__GESTELLTE AUFGABE 1__
Zähle, in wie vielen Zeilen der unten stehenden Auflistung die Zeichenfolge "blue" vorkommt, wobei die Groß- und Kleinschreibung zu beachten ist. Gib nur die Zahl an.

Der Fall geschah hier in der beschaulichen Universitätsstadt Münster, aber er könnte überall passieren – ein Nachbarschaftsstreit, der harmlos anfängt, sich langsam zu einem Psychokrimi entwickelt und vor Gericht landet – mit erstaunlichem Ausgang. Ein bürgerlicher Stadtteil von Münster. In diesem Haus, das gerade renoviert wird, wohnt Susanne Decruppe seit mehr als 15 Jahren. Was sie in den letzten Monaten erlebt hat, hat sie wütend und krank gemacht.

Alles fing an mit einer einfachen Beschwerde von dem Mieter unter ihr wegen Lärmbelästigung.

Susanne Decruppe
„Der ganze Konflikt ging eigentlich los mit einer Kleinigkeit. Und zwar , dass ich aufmerksam gemacht wurde von dem Mieter, dass ich doch keine Schuhe mit Absatz tragen soll, das per Brief, und das habe ich eingesehen, habe das daraufhin auch eingestellt, bin also auf Socken oder in Turnschuhen hier rum gelaufen.“

Aber dabei blieb es nicht, Bald meldete sich der Untermieter lautstark bei all möglichen Geräuschen, Hände waschen, Toilettendeckel zuklappen Schränke schließen oder einfach nur wenn Freunde durch die Wohnung gingen.

Susanne Decruppe, Lärmopfer
„Ich brauchte nur den Wasserhahn anzumachen, mir die Zähne zu putzen, dann ballerte es unter meinem Badezimmerboden. So ging das Ganze dann weiter erst immer nur tagsüber und auch nicht so oft. Zwischendurch war auch mal eine längere Zeit Ruhe.“

Doch die Ruhe täuschte. Die Schläge kamen plötzlich auch mitten in der Nacht, völlig unvermittelt und heftig, wenn Susanne Decruppe bereits schlief.

Susanne Decruppe, Lärmopfer
„Also hier war das Ganze eigentlich für mich zum Schluss am aller schlimmsten. Weil ich fast jede Nacht sogar teilweise mehrmals in einer Nacht durch Schläge unter meinem Fußboden – ich vermute sogar direkt unter meinem Bett – aus dem Schlaf gerissen wurde und mich massiv erschreckt habe. Also das war für mich zum Schluss der reinste Psychoterror.“

Für Susanne Decruppe – nervlich am Ende, war nun klar –sie musste handeln, sie erstattete Anzeige, doch die Polizei sah keinen Grund zur Strafverfolgung, der Fall sei nicht schwer genug. So blieb Frau Decruppe nur der zivilrechtliche Weg. Sie beauftragte einen Anwalt, um vor Gericht zu klagen, auf Unterlassung, damit der Untermieter endlich mit dem Krach aufhört.

__GESTELLTE AUFGABE 2__
Fasse den Text über den Nachbarschaftsstreit in Münster in zwei Sätzen zusammen.

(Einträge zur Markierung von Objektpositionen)
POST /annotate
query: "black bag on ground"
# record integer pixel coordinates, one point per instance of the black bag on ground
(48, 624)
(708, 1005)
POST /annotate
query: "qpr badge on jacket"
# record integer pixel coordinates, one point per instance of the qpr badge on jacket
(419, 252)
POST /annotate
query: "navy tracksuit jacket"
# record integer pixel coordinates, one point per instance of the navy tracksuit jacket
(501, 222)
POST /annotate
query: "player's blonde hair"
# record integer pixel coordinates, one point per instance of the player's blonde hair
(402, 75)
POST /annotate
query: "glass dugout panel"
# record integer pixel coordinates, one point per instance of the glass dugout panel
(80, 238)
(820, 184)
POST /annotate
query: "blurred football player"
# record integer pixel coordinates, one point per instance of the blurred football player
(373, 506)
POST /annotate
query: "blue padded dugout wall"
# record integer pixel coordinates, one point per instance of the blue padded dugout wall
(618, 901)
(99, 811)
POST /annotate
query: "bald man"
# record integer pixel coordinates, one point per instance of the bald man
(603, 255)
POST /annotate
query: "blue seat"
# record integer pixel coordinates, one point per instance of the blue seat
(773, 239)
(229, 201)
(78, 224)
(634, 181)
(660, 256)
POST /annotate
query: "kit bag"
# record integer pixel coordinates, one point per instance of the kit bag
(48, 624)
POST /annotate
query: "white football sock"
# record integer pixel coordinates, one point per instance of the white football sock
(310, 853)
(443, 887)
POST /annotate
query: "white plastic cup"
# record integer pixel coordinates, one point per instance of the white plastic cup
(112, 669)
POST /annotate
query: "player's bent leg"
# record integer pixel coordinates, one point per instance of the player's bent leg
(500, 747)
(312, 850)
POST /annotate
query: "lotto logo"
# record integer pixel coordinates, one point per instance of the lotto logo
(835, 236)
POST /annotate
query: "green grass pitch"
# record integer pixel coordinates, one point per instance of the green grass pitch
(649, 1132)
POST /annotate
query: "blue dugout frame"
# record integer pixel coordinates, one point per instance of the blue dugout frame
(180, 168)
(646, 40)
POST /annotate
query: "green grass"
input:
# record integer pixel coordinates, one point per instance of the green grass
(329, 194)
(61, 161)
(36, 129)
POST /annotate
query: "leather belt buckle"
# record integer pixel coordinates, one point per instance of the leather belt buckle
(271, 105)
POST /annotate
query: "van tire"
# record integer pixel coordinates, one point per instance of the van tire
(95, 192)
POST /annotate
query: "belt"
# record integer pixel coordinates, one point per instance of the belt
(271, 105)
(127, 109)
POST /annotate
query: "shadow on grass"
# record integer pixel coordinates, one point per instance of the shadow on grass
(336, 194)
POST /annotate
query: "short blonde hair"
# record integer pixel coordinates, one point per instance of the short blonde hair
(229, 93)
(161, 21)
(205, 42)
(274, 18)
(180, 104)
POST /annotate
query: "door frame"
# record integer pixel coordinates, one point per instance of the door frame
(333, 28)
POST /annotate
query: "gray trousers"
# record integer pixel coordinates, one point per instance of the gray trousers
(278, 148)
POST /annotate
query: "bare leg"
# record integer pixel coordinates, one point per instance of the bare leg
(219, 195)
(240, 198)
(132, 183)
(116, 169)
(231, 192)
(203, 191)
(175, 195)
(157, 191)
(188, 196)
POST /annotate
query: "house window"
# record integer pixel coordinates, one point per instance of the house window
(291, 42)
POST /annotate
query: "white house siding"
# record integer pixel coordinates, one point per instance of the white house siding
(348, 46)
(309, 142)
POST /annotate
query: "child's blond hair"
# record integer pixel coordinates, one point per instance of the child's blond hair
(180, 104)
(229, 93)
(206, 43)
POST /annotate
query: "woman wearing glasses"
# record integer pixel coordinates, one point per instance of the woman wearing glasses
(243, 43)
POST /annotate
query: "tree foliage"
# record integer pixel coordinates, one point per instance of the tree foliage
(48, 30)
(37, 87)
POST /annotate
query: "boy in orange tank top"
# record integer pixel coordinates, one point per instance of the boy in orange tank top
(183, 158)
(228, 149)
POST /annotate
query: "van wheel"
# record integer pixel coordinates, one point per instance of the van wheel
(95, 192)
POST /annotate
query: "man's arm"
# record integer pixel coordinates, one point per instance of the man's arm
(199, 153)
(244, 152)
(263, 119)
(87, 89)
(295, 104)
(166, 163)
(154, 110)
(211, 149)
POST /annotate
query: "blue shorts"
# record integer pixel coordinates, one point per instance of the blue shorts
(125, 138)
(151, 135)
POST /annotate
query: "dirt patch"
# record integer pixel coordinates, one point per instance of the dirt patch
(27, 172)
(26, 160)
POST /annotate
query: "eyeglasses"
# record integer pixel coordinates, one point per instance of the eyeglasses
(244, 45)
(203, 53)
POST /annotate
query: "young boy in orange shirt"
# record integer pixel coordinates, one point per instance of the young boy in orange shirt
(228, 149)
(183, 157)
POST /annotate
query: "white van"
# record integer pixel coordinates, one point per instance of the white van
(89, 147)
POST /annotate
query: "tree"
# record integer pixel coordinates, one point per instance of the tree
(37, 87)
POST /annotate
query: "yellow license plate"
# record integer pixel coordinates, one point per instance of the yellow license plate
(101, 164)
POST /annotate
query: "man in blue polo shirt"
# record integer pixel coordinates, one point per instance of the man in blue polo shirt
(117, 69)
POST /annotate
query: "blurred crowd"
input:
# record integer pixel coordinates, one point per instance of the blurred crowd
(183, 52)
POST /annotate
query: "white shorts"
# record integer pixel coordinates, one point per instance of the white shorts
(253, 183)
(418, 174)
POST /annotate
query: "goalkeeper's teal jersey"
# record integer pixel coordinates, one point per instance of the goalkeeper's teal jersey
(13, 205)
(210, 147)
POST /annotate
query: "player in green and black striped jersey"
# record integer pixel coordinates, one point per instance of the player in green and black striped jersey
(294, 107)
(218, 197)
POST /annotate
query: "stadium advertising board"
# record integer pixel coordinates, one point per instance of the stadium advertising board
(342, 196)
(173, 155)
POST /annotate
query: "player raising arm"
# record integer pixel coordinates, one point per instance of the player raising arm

__FERTIGE ANTWORT 1__
10

__FERTIGE ANTWORT 2__
Der Mieter unter Susanne Decruppe bat sie zunächst per Brief, keine Schuhe mit Absatz zu tragen, meldete sich dann lautstark bei allen möglichen Geräuschen, und schließlich rissen sie fast jede Nacht Schläge unter ihrem Fußboden aus dem Schlaf. Da die Polizei ihre Anzeige nicht verfolgte, weil der Fall nicht schwer genug sei, beauftragte sie einen Anwalt, um auf Unterlassung zu klagen.